The foregrounds are distracting our eyes - we want to look at the airborne skater, but instead our eye looks down, we're pulled away from the subject.

Our eye should always be led somewhere and then land there - and stay there.

Ed


----------



## SONET (Mar 1, 2002)

EdCT said:


> Sonet,
> 
> Just my opinion, but having been to a handful of photo competitions (and winning two), I can tell you what the judges would say - crop the bottom third of all those shots and you've got yourself a great picture.


I appreciate your feedback. I keep the bottom 1/3 in the shot because the kids I'm shooting like to have a point of reference to show their friends what they launched off of, what they're trying to clear, or how much air they're getting (or so people can identify the park where it's taken). The shots in skate magazines I've looked at are often the same way, and I'm guessing it's for the same reason.

And congrats on your success! I'd love to see some of your work... do you have anything online?


----------



## BuzzedHornet (May 25, 2007)

For me the foreground (take off and landing) on skate pics do tell allot about the story of the image. But they could be cropped a bit and still keep the prospective. Try slower shutter speeds, getting lower and opening your f-stop some to isolate the skater from the background some. You have a good eye for horizontals in the back ground, you skylines look nice and even. That is something i have issues with when I shoot sports.

If you don't have the cash for full blown photoshop, try lightroom. It is a great program and easy to learn. Shoot RAW so you can make small adjustments in lightroom in post.

Shoot shoot and shoot more. Take your camera with you everywhere. Now days you don;t have to pay for film so you should be able to crank out thousands of shots and learn learn learn.

If you like to shoot cars and learn check out this board... www.freezingspeed.com great group of people there who want to share and learn.

Cheers!

» GIVEN DATA
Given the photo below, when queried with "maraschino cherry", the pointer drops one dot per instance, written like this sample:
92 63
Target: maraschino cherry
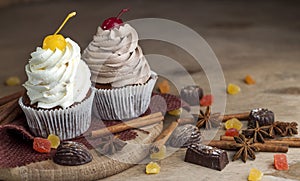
113 21
57 40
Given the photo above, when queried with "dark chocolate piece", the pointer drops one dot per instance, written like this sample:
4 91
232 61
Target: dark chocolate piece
72 153
184 136
191 94
263 116
207 156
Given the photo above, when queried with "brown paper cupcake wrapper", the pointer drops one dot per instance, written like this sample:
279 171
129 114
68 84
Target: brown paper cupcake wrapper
66 123
124 103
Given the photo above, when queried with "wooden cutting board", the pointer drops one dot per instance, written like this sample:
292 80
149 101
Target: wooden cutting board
100 167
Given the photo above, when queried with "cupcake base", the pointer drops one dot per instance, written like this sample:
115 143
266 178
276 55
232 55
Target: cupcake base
66 123
124 103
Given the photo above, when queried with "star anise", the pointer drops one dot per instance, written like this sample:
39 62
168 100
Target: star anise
273 129
207 119
110 145
289 128
258 133
246 148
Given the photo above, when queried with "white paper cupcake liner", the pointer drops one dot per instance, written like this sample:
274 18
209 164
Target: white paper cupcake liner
66 123
123 103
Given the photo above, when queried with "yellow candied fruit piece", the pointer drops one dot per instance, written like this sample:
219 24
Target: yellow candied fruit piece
164 87
233 89
175 112
13 81
54 140
255 175
233 123
249 80
152 168
159 155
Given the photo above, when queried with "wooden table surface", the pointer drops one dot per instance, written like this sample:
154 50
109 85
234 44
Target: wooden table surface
257 38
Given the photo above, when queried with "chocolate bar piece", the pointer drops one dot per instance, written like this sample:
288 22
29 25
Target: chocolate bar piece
207 156
191 94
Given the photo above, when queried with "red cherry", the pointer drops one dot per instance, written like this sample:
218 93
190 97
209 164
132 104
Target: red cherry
113 21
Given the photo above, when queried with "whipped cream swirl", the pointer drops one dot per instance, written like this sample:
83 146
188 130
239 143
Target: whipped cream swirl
114 57
57 78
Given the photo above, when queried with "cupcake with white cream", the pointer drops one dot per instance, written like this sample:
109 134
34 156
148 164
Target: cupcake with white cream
59 95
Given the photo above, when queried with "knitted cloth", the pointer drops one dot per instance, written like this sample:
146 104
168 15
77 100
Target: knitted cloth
16 140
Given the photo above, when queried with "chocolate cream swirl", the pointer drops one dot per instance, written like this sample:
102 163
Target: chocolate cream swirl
57 78
114 57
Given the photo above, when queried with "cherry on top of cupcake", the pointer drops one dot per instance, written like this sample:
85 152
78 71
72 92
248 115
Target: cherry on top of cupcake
113 22
57 40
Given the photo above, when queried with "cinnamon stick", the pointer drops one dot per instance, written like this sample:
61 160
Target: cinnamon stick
232 145
290 142
135 123
240 116
163 137
8 98
183 121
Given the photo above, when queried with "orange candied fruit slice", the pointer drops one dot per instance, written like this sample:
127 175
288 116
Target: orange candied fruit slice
164 87
54 140
152 168
207 100
41 145
255 175
175 112
249 80
233 123
233 89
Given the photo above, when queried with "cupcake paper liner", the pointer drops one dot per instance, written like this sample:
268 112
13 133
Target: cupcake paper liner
123 103
66 123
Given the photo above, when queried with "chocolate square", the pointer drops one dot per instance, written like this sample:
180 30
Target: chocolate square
207 156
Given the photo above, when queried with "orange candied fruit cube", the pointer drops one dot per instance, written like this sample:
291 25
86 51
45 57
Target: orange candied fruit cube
249 80
280 162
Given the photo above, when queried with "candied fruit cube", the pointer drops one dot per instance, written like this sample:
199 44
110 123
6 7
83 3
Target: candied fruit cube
175 112
41 145
164 87
280 162
152 168
249 80
54 140
233 89
233 123
232 132
13 81
160 154
206 100
255 175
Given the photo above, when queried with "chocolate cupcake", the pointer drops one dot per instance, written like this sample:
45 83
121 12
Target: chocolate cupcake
120 72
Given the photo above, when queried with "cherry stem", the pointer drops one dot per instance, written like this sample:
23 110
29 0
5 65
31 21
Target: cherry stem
121 12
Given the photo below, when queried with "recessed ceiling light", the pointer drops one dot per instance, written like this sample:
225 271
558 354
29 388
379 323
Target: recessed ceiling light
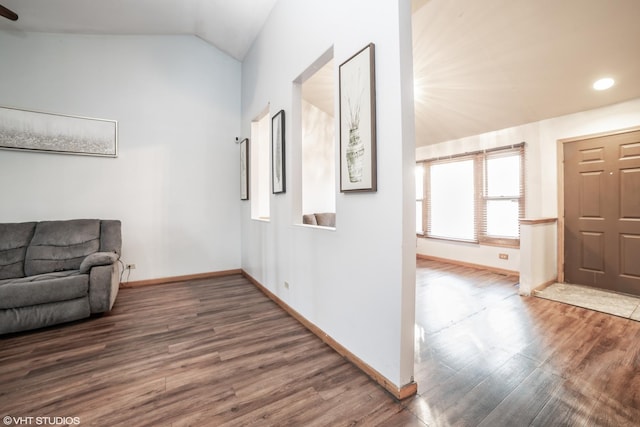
603 84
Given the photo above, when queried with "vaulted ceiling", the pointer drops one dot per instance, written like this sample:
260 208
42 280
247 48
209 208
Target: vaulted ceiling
479 65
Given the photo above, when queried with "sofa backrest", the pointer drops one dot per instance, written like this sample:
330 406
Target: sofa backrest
61 245
14 240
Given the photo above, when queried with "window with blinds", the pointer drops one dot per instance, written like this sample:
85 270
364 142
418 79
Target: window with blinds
475 197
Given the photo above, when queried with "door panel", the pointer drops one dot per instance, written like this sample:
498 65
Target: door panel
602 212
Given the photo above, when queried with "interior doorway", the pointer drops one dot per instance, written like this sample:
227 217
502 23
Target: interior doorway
601 201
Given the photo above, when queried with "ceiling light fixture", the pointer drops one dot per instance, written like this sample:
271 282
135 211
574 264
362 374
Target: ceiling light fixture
603 84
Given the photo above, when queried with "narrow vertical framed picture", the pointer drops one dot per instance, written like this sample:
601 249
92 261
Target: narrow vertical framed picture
244 169
278 175
358 122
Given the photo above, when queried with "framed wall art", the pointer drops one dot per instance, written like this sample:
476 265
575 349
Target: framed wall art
244 169
27 130
278 175
358 122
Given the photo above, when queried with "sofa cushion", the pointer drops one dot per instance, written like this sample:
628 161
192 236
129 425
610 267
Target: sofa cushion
43 289
61 245
96 259
24 318
14 239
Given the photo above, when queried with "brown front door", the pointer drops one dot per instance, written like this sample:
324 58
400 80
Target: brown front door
602 212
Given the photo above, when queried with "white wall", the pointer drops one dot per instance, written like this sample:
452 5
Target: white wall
354 283
318 160
541 179
177 103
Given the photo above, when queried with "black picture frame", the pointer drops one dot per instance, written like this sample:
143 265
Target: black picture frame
358 122
278 169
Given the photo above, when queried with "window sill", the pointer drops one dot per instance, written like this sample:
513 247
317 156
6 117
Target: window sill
320 227
505 244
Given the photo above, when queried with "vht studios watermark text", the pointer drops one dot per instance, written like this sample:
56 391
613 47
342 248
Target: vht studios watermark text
40 421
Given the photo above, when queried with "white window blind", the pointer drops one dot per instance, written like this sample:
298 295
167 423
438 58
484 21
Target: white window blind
476 197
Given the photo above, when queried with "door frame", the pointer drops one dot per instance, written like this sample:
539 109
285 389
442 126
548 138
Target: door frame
560 169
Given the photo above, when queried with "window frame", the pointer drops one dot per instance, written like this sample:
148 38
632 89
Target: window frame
481 198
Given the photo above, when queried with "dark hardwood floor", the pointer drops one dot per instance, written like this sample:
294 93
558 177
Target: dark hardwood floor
217 352
487 357
213 352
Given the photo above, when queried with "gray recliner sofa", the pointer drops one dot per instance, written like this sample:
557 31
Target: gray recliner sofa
57 271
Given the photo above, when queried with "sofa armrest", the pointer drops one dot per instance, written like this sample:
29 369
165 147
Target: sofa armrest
104 283
96 259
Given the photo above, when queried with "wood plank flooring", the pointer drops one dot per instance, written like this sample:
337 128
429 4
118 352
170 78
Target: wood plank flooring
217 352
211 352
487 357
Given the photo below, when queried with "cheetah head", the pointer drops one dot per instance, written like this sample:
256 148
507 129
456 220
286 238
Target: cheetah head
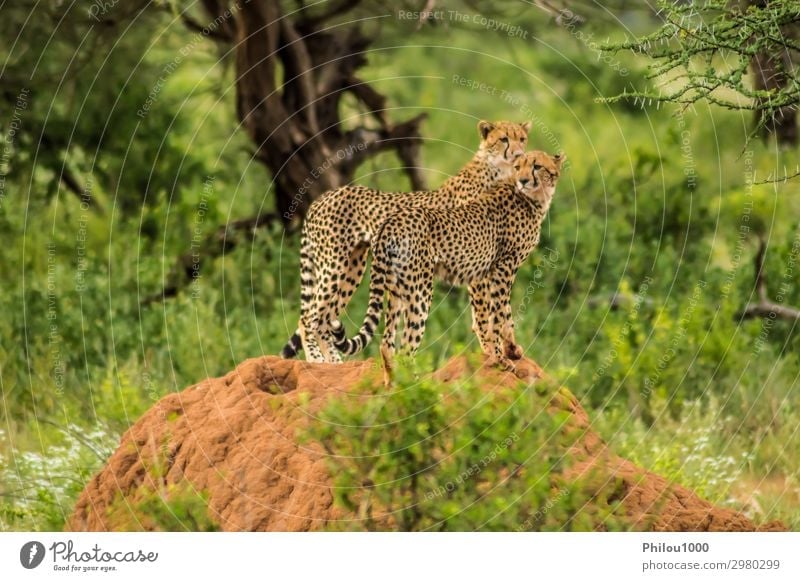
536 173
502 142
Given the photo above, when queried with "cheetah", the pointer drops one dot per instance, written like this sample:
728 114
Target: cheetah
480 244
340 225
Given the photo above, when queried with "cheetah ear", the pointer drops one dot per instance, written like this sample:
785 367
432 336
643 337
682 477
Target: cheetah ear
484 128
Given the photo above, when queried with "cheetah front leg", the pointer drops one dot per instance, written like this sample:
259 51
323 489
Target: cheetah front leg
505 348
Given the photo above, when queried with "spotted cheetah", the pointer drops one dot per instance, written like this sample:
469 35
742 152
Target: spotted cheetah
481 244
340 225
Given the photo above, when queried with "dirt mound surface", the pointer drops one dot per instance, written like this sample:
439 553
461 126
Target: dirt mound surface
235 439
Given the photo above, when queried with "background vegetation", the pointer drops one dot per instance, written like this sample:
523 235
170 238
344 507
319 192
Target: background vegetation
634 298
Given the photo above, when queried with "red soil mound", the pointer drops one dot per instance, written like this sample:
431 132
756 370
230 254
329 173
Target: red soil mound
235 438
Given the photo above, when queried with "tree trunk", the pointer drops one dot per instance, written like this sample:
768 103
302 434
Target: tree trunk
291 75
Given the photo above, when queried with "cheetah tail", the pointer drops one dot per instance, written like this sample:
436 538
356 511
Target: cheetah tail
377 287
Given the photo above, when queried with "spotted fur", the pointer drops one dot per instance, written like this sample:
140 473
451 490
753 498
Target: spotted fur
480 244
341 224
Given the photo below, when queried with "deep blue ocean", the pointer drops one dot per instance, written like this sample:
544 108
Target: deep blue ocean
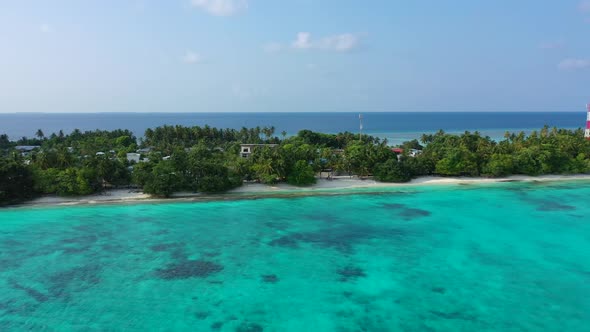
396 126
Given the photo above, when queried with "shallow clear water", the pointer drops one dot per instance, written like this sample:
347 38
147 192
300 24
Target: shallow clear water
503 257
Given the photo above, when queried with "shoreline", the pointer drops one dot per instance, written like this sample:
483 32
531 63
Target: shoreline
339 185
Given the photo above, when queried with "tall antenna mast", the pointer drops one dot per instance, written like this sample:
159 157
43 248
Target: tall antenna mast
360 127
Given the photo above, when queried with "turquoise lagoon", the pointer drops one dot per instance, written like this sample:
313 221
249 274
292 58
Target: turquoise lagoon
500 257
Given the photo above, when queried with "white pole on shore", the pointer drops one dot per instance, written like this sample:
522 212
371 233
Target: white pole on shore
360 127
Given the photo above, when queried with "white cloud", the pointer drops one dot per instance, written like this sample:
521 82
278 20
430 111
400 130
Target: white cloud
248 92
552 45
191 57
574 64
340 43
302 41
45 28
273 47
221 7
344 42
584 6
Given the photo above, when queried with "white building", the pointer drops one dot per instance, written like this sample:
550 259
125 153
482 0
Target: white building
133 157
247 149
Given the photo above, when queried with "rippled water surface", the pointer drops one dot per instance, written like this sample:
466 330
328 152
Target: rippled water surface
503 257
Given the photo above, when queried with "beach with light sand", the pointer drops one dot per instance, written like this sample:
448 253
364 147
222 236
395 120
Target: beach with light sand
338 184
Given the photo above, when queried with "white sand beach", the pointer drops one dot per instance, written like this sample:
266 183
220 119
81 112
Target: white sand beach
253 190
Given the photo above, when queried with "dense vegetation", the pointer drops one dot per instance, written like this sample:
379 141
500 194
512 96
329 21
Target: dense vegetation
204 159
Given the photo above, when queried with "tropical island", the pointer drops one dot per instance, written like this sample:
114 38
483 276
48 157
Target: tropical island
171 159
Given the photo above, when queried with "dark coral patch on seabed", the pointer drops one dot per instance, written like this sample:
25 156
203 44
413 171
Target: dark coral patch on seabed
270 278
249 327
189 269
351 273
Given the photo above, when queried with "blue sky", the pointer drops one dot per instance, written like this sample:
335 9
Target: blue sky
294 55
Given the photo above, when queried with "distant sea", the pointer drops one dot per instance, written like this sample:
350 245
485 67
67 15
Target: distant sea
396 127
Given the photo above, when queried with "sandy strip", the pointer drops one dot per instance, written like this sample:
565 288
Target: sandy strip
256 190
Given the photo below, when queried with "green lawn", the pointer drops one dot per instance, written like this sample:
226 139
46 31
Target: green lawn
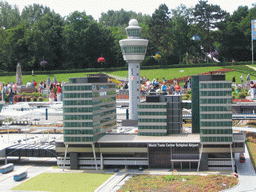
64 182
151 74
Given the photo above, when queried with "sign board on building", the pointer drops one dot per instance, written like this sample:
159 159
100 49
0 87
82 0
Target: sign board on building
162 145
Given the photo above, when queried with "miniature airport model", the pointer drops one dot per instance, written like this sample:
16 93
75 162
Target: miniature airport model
134 49
159 142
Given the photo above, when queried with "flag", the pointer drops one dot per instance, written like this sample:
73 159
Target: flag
253 29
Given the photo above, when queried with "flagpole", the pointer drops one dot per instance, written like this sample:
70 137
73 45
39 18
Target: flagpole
252 28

» TASKS AND EXERCISES
A) Write out the skate photography thread between "The foregrounds are" and "(Mar 1, 2002)", inclusive.
B) According to the skate photography thread, what program does BuzzedHornet recommend to someone who lacks the money for full Photoshop?
C) In the skate photography thread, why does Sonet keep the bottom third of the frame in the shots?
The items play no part in this work.

» EXPECTED RESPONSES
A)
The foregrounds are distracting our eyes - we want to look at the airborne skater, but instead our eye looks down, we're pulled away from the subject.

Our eye should always be led somewhere and then land there - and stay there.

Ed


----------



## SONET (Mar 1, 2002)

B) Lightroom.

C) The kids being photographed want a point of reference to show their friends what they launched off of, what they are trying to clear, or how much air they are getting. It also lets people identify the park where the picture was taken.